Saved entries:
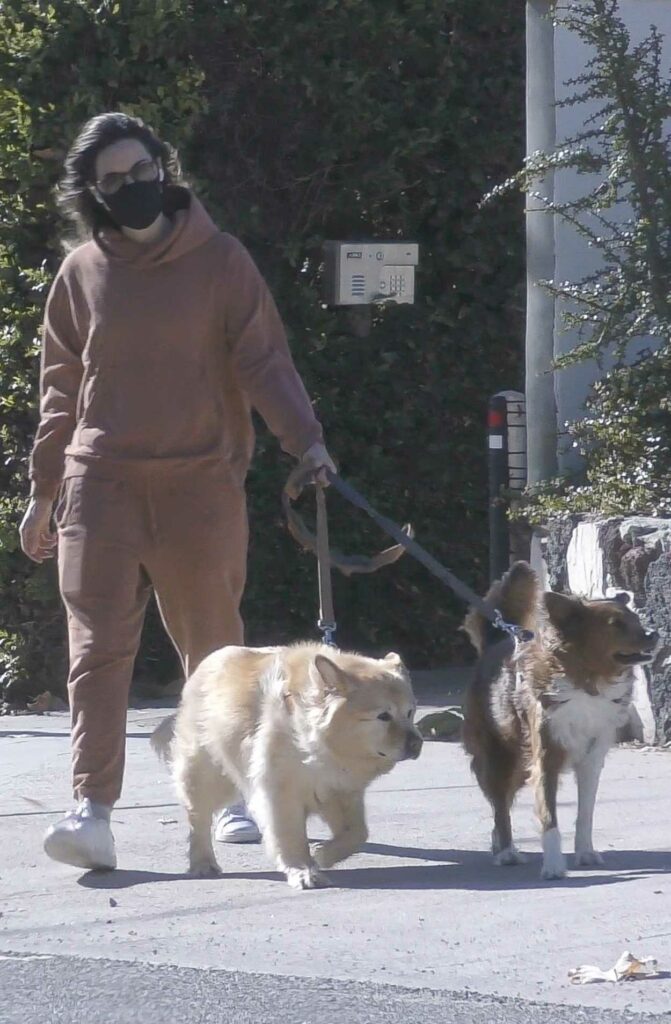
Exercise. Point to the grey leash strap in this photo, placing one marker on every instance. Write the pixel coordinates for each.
(429, 562)
(327, 623)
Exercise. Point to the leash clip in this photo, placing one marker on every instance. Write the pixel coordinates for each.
(328, 632)
(518, 634)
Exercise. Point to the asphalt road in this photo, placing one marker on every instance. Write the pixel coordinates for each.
(73, 990)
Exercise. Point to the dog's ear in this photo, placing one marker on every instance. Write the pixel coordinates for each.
(563, 611)
(327, 676)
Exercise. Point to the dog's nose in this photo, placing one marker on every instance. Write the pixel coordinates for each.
(413, 745)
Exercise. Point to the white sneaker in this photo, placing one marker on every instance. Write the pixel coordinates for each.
(235, 825)
(83, 838)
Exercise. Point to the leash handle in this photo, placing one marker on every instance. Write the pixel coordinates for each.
(327, 620)
(432, 564)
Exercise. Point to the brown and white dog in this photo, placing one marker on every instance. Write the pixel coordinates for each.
(552, 705)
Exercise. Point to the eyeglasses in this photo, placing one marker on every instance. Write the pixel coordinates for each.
(143, 170)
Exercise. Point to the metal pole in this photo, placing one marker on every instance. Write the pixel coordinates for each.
(507, 474)
(541, 135)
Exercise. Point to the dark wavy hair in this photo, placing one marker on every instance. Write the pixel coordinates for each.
(74, 196)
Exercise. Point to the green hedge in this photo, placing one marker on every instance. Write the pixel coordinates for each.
(363, 121)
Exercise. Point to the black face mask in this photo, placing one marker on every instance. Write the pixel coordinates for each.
(136, 205)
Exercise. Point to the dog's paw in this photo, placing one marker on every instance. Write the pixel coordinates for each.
(588, 858)
(508, 857)
(305, 878)
(204, 869)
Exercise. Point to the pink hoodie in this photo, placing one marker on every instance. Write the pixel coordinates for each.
(158, 352)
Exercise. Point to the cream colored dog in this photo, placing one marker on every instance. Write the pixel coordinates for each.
(296, 731)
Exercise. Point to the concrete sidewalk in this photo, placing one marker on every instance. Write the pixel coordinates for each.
(421, 907)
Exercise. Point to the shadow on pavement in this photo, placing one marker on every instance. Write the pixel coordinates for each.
(652, 861)
(456, 869)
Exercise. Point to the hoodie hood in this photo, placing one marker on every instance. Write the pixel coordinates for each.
(192, 227)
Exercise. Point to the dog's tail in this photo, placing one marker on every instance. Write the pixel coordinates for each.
(516, 597)
(162, 737)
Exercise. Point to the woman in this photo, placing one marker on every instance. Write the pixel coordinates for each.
(160, 335)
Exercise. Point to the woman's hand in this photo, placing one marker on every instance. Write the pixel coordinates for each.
(318, 459)
(37, 539)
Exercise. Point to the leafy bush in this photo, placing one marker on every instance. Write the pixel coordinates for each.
(363, 122)
(623, 310)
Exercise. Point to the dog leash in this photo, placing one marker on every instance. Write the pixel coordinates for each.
(327, 622)
(406, 542)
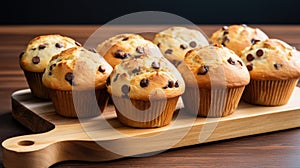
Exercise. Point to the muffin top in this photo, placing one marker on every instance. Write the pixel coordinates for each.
(40, 50)
(238, 37)
(272, 59)
(122, 46)
(76, 68)
(146, 77)
(174, 42)
(214, 65)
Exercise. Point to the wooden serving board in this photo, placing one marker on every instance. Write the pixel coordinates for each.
(103, 138)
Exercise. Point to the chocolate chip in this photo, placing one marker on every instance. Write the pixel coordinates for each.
(193, 44)
(240, 62)
(169, 51)
(176, 84)
(225, 40)
(125, 89)
(170, 83)
(108, 81)
(183, 46)
(137, 56)
(125, 38)
(225, 33)
(58, 45)
(139, 50)
(69, 77)
(92, 50)
(21, 55)
(42, 46)
(224, 27)
(120, 54)
(36, 60)
(203, 70)
(77, 43)
(155, 65)
(250, 57)
(253, 41)
(126, 55)
(176, 63)
(277, 66)
(144, 82)
(259, 52)
(101, 69)
(136, 70)
(230, 61)
(52, 66)
(250, 67)
(116, 78)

◆ What the task requires:
None of the pictures belong in the copy; transcribe the rest of the data exactly.

◆ Response for this exercise:
Exercise. Point to the grey leash strap in this photo, placing one marker on every instance. Write the pixel coordinates for each.
(429, 562)
(327, 623)
Exercise. Point to the leash clip in this photo, placing one marker on every instance. Write the pixel coordinates for each.
(328, 632)
(518, 634)
Exercise. Point to the asphalt road in this photo, placing one marker on every instance. Write the pixel coordinates for each.
(73, 990)
Exercise. Point to the dog's ear in this photo, placing one marker on every instance. Write the pixel coordinates for each.
(563, 611)
(327, 676)
Exercise. Point to the dog's nose in this photo, placing one marker on every instance. Write the pixel coordinates for each.
(413, 745)
Exercise. Point to the white sneaker in this photo, placing one marker on every instance. Write the pixel coordinates for each.
(235, 825)
(83, 838)
Exercise. Point to the leash handle in this photo, placing one marker on every instance. Write the pixel coordinates for each.
(327, 620)
(432, 564)
Exercise. Point to the brown and white dog in this photo, placing one marker on every instance. Write the pixel coordinates for each.
(552, 705)
Exercise. Point to the eyeglasses in this photo, placing one marker on every instance. Write the pixel coordinates for each.
(143, 170)
Exercise. Point to the metal pole in this photo, placing one marker on every instance. Write the pixel coordinates for each.
(507, 474)
(541, 135)
Exercise. Point to the dark wavy hair in this photo, placing one marker on every instance. Write the pixel coordinates for each.
(74, 196)
Exercise. Point to the green hedge in this photo, placing one marker on every instance. Write the pixel coordinates for each.
(363, 121)
Exercise. Point to the black face mask in this photo, placing one marker on every instance. Write the pixel coordinates for each.
(136, 205)
Exercise. Point to the dog's paw in this photo, placing one marker on every instance. Write the pixel coordinates for each.
(588, 858)
(508, 857)
(305, 878)
(204, 869)
Exercise. Point to the pink hoodie in this photo, placing one marker on every instance. Write the pixel coordinates for each.
(158, 352)
Exercise. Point to the cream colored dog in this photo, placing one marker on every instance. Write the pixel coordinates for each.
(296, 731)
Exercise. Point to the concrete sidewalk in this photo, placing one marker on every instance. Write the pixel coordinates for each.
(421, 907)
Exercise. Point to the shadow on pavement in this photo, placing one marker on every instance. Write the pixel coordinates for each.
(652, 861)
(456, 869)
Exercise. Point to the hoodie hood in this photo, placing one marker on every instance. Write the pixel coordinates for each.
(192, 227)
Exercise. Point to the dog's tail in this photo, placing one marker on every instance. Write the pixel coordinates for each.
(516, 597)
(162, 737)
Exercise. Point to the woman in this photo, placing one marker on every instance. Write the pixel coordinates for each.
(160, 335)
Exercise. Point to the woman's hand in this photo, placing one marker on every instance. Write the pixel coordinates for each.
(318, 459)
(37, 539)
Exercise. Point to the leafy bush in this photo, placing one marker on every instance. Write the pixel coordinates for each.
(363, 122)
(623, 310)
Exercise. Point to the dog leash in this photo, placing one marker on every instance. Write the pixel coordinates for each.
(327, 622)
(406, 542)
Exercise. Point to the muffin top in this photo, placing one marker on every instance. Write the pixel coordinates for each.
(40, 50)
(238, 37)
(272, 59)
(122, 46)
(76, 68)
(146, 77)
(174, 42)
(214, 65)
Exercise. Point to the wooden serving board in this photo, placing one marker on every instance. Write the pixel coordinates for each.
(103, 138)
Exercise. Point to the chocolate chip in this photo, placing one marker on every instance. Write the pixel coordinates for each.
(193, 44)
(240, 62)
(169, 51)
(176, 84)
(225, 40)
(125, 89)
(170, 83)
(108, 81)
(183, 46)
(137, 56)
(125, 38)
(225, 33)
(58, 45)
(139, 50)
(69, 77)
(92, 50)
(21, 55)
(42, 46)
(224, 27)
(120, 54)
(36, 60)
(203, 70)
(77, 43)
(155, 65)
(250, 57)
(253, 41)
(126, 55)
(176, 63)
(277, 66)
(144, 82)
(259, 52)
(101, 69)
(136, 70)
(230, 61)
(52, 66)
(250, 67)
(116, 78)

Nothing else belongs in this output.